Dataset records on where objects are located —

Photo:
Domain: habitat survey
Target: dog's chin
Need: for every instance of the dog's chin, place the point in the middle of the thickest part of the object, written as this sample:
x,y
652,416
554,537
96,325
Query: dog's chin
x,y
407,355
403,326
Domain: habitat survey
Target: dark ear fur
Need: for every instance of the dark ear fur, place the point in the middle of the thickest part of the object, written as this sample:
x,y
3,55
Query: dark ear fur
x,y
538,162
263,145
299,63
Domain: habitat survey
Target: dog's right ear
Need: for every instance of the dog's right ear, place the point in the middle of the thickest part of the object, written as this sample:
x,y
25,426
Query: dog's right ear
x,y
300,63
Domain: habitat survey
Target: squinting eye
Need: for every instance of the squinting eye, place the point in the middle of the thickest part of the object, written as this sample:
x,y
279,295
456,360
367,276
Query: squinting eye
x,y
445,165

The task —
Please copy every one of the records above word for word, with no changes.

Reply —
Photo:
Domain: habitat survey
Target: dog's chin
Need: for every instance of the dog's chin, place the point in the middle of the thickest part of the object, written as this sample:
x,y
652,416
554,537
96,325
Query: dog's chin
x,y
407,355
403,326
Domain: habitat survey
Target: dark ear fur
Need: for every instance of the dark ear fur, place the point in the middle of the thickest part of the object, written as this sample:
x,y
3,55
Query: dark ear fur
x,y
538,162
263,145
299,63
Domain: habitat survey
Target: dog's right ear
Need: for every instance of the dog's right ear, place the point in the middle of the thickest part of the object, written as this sample:
x,y
25,426
Query: dog's right ear
x,y
300,63
Domain: habitat survey
Target: squinting eye
Need: for every instance of the squinting eye, place the point in the middle of the thickest part of the object, written as this sample:
x,y
279,295
456,360
367,276
Query: squinting eye
x,y
445,165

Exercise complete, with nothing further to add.